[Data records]
——
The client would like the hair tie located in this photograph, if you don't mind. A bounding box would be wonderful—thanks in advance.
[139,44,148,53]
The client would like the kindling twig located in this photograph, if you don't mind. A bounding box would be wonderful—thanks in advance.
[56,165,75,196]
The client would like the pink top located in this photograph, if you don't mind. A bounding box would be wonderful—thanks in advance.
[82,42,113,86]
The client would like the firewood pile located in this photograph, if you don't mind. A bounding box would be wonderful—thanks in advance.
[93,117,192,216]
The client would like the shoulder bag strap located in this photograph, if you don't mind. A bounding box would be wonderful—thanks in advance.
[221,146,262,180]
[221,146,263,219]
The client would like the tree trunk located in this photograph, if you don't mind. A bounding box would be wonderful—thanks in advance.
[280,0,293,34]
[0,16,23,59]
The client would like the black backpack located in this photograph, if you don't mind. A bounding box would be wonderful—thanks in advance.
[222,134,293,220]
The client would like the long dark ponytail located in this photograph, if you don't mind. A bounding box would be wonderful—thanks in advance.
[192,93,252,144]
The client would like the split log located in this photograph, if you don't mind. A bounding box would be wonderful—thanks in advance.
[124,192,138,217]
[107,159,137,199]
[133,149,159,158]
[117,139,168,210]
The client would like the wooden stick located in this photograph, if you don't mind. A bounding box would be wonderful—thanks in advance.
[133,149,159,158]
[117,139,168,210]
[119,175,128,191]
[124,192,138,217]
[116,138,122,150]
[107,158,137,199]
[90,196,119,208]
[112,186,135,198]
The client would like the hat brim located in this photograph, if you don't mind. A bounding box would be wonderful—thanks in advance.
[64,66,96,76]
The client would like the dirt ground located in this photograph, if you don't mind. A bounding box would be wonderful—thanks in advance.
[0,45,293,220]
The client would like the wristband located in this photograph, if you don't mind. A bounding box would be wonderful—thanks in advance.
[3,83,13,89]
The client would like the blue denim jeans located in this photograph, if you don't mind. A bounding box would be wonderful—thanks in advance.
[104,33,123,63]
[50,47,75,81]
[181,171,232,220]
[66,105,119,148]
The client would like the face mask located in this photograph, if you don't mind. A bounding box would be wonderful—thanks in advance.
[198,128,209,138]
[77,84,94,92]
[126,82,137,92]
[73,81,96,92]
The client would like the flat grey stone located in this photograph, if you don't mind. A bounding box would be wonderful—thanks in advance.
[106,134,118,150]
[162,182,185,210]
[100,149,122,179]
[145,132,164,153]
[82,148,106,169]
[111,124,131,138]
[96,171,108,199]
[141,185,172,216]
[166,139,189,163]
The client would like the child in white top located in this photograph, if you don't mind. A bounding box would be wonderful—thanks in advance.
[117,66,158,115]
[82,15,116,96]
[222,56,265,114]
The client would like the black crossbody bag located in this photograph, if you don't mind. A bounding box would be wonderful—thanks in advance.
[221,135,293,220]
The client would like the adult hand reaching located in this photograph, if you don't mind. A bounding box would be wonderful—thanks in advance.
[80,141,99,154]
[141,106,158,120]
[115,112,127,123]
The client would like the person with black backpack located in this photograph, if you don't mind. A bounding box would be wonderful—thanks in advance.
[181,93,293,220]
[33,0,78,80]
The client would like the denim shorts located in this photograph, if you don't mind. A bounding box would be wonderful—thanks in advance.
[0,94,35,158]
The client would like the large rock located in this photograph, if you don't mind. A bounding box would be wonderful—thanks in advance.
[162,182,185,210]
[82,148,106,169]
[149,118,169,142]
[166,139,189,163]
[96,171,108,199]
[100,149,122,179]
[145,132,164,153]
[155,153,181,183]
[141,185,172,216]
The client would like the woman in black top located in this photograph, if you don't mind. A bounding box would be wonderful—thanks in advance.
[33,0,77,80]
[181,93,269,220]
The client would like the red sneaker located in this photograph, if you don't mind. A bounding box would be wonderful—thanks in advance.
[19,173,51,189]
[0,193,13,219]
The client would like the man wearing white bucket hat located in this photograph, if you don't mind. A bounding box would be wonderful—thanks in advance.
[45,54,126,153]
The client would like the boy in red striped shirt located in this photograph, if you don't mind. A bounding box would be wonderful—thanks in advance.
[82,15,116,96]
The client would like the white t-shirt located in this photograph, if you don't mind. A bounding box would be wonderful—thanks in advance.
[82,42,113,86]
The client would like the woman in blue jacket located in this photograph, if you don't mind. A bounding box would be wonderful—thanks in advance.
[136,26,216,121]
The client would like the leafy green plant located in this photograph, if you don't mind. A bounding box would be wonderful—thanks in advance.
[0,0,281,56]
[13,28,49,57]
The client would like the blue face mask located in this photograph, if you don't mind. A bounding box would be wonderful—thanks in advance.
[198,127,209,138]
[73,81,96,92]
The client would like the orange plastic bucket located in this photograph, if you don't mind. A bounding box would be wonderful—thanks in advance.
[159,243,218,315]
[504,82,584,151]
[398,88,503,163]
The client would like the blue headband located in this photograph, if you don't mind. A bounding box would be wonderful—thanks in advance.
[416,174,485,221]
——
=== WORK REQUIRED ===
Update the lines of the records from the one containing "The client would like the blue face" through the one containing "[398,88,503,163]", inclusive, so that "orange plastic bucket" becomes "orange plastic pail" and everything else stays the same.

=== RESULT OF THIS TASK ===
The client would like the blue face mask located in this photograph, if you don't mind. A bounding box would be wonderful—thanks in advance.
[198,127,209,138]
[73,81,96,92]
The client would like the orange plastic pail located in this photograph, if you don't mind. A bounding box would be wonderful—thanks in advance.
[159,243,218,315]
[504,82,584,151]
[398,88,503,163]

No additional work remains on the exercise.